Description of the task
Rewrite every line of the records below, requests included, multiplying each number in the answers (the viewBox dimensions and path coordinates) by 0.8 and rounding to whole numbers with halves rounded up. Leave the pictures out.

Saved entries:

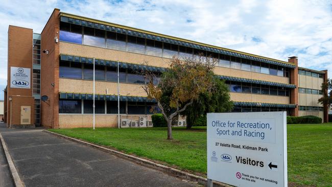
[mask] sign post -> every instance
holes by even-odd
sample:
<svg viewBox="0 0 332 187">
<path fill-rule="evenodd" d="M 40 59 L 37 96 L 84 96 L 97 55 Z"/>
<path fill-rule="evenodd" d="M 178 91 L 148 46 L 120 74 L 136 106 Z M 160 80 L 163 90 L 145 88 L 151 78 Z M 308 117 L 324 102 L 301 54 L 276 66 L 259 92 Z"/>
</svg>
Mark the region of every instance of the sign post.
<svg viewBox="0 0 332 187">
<path fill-rule="evenodd" d="M 207 178 L 287 186 L 286 112 L 207 114 Z"/>
</svg>

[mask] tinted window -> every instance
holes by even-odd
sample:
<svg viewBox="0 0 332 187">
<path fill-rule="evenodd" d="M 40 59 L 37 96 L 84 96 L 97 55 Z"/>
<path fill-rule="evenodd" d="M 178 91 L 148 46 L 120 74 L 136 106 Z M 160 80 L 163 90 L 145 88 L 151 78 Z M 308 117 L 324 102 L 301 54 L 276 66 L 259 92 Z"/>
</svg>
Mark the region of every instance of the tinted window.
<svg viewBox="0 0 332 187">
<path fill-rule="evenodd" d="M 82 34 L 60 31 L 60 40 L 82 44 Z"/>
<path fill-rule="evenodd" d="M 81 100 L 59 100 L 59 113 L 81 113 Z"/>
<path fill-rule="evenodd" d="M 84 100 L 84 113 L 93 113 L 93 101 Z M 94 101 L 94 113 L 105 113 L 105 101 Z"/>
</svg>

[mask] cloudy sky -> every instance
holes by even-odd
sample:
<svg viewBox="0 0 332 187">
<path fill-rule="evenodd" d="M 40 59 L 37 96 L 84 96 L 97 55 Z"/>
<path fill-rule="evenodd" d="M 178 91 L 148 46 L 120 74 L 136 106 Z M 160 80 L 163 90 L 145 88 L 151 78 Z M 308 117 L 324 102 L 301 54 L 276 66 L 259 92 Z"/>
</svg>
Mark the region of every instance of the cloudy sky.
<svg viewBox="0 0 332 187">
<path fill-rule="evenodd" d="M 297 56 L 299 66 L 328 69 L 332 77 L 332 1 L 3 0 L 1 90 L 7 84 L 8 26 L 40 33 L 55 8 L 283 61 Z"/>
</svg>

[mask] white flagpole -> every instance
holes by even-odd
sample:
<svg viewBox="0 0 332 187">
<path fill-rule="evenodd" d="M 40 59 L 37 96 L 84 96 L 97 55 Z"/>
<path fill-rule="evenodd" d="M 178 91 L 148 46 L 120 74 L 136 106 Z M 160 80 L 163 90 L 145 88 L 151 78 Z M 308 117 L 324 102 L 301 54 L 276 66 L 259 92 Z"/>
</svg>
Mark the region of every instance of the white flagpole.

Correct output
[mask] sign post -> every instance
holes by even-odd
sample:
<svg viewBox="0 0 332 187">
<path fill-rule="evenodd" d="M 40 59 L 37 96 L 84 96 L 97 55 Z"/>
<path fill-rule="evenodd" d="M 178 91 L 148 46 L 120 74 L 136 106 Z M 160 80 L 163 90 L 145 88 L 151 78 Z M 308 117 L 324 102 L 301 54 L 276 66 L 259 92 Z"/>
</svg>
Mark the region of every instance of the sign post.
<svg viewBox="0 0 266 150">
<path fill-rule="evenodd" d="M 166 142 L 230 149 L 229 90 L 166 91 Z"/>
</svg>

[mask] tinted window -> every instance
holes by even-odd
sample:
<svg viewBox="0 0 332 187">
<path fill-rule="evenodd" d="M 40 59 L 37 96 L 84 96 L 97 55 Z"/>
<path fill-rule="evenodd" d="M 178 91 L 148 46 L 120 74 L 136 106 Z M 160 80 L 163 90 L 145 88 L 151 78 Z M 308 117 L 324 102 L 301 54 L 276 66 L 259 92 Z"/>
</svg>
Mark the region of every instance of the tinted window.
<svg viewBox="0 0 266 150">
<path fill-rule="evenodd" d="M 66 27 L 48 25 L 48 32 L 66 35 Z"/>
<path fill-rule="evenodd" d="M 65 80 L 47 80 L 47 90 L 65 90 Z"/>
<path fill-rule="evenodd" d="M 67 80 L 67 90 L 74 90 L 74 81 Z M 75 81 L 75 90 L 84 90 L 84 81 Z"/>
</svg>

[mask] cloudy sky -> every instance
holes by even-odd
sample:
<svg viewBox="0 0 332 187">
<path fill-rule="evenodd" d="M 40 59 L 37 96 L 84 96 L 97 55 Z"/>
<path fill-rule="evenodd" d="M 178 91 L 148 46 L 120 74 L 136 106 Z M 160 80 L 163 90 L 145 88 L 151 78 Z M 308 117 L 324 102 L 301 54 L 276 66 L 259 92 Z"/>
</svg>
Mark the region of every instance of the cloudy sky.
<svg viewBox="0 0 266 150">
<path fill-rule="evenodd" d="M 238 45 L 239 53 L 262 55 L 266 62 L 266 1 L 2 0 L 1 72 L 6 67 L 6 21 L 32 26 L 44 6 L 226 49 Z"/>
</svg>

[mask] white flagpole -> every instance
holes by even-odd
sample:
<svg viewBox="0 0 332 187">
<path fill-rule="evenodd" d="M 40 59 L 37 96 L 84 96 L 97 55 Z"/>
<path fill-rule="evenodd" d="M 178 91 L 148 46 L 120 74 L 136 106 Z M 160 80 L 163 90 L 145 88 L 151 78 Z M 308 117 L 324 102 L 301 54 L 276 66 L 259 92 Z"/>
</svg>
Mark the region of every instance of the white flagpole.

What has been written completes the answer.